Document:

STREAM Results for the HP ProLiants DL385, DL585, BL25p, BL35p, ML370 G4

From: Schmidt, David (Performance Eng.) (d.schmidt@hp.com)
Date: Mon Feb 14 2005 - 21:08:26 UTC

  • Next message: John D Mccalpin: "Fw: standard STREAM on IBM eServer p5 575 (1900 MHz, 8cpu)"

    John,

    Below are STREAM results for the HP ProLiant DL385 (2 CPU), DL585 (4
    CPU), BL25p (2 CPU), BL35p (2 CPU), and ML370 G4 (1 CPU). The
    configurations are described below with the results:

    HP ProLiant DL385
    2x2.6GHz/1MB L2 252 Opteron processors
    16GB PC3200 DDR memory (8x2GB DIMMs)
    SuSE Linux Enterprise Server 9 (x86_64)

    I used Revision 5.3 of the stream code and compiled with PGI C/C++ for
    Linux v.5.2-4:

       pgcc -O2 -Mvect=sse -Mnontemporal -Munsafe_par_align -mp -o ompstream
    stream_omp.c

    -------------------------------------------------------------
    This system uses 8 bytes per DOUBLE PRECISION word.

Raw records:
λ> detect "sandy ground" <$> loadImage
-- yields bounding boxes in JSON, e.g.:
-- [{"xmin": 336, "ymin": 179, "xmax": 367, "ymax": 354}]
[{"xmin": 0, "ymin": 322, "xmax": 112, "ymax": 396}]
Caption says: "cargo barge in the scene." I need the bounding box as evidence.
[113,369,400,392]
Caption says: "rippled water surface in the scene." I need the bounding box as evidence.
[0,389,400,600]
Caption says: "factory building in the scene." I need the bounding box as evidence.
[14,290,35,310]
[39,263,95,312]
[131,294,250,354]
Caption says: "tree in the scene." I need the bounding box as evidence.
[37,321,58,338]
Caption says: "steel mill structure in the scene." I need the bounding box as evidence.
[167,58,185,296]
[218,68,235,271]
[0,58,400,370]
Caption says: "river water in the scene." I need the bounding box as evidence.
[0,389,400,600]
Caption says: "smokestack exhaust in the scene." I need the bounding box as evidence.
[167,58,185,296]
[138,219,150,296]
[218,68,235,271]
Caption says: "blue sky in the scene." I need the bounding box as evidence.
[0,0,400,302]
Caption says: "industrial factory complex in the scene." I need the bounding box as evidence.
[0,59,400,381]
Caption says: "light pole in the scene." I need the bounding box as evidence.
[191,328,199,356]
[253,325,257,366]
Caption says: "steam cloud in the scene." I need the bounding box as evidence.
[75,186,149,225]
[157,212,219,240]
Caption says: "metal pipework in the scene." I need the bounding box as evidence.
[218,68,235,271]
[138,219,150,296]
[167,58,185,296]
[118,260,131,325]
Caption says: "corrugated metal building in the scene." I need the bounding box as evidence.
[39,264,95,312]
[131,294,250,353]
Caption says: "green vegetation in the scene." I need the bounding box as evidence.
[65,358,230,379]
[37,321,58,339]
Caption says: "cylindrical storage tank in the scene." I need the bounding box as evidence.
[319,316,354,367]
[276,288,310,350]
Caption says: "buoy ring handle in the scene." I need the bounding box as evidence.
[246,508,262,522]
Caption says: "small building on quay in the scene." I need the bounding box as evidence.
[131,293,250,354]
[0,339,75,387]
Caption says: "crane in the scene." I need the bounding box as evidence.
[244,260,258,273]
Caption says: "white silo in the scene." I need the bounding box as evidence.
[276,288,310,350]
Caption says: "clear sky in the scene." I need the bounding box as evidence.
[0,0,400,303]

Exercise instructions:
1. Output the passage of the STREAM results message that starts with "I used Revision" and goes on through "DOUBLE PRECISION word.".
2. In the STREAM results message, which compiler was used to build the stream code?

Outputs by task:
1.
I used Revision 5.3 of the stream code and compiled with PGI C/C++ for
    Linux v.5.2-4:

       pgcc -O2 -Mvect=sse -Mnontemporal -Munsafe_par_align -mp -o ompstream
    stream_omp.c

    -------------------------------------------------------------
    This system uses 8 bytes per DOUBLE PRECISION word.

2. PGI C/C++ for Linux v.5.2-4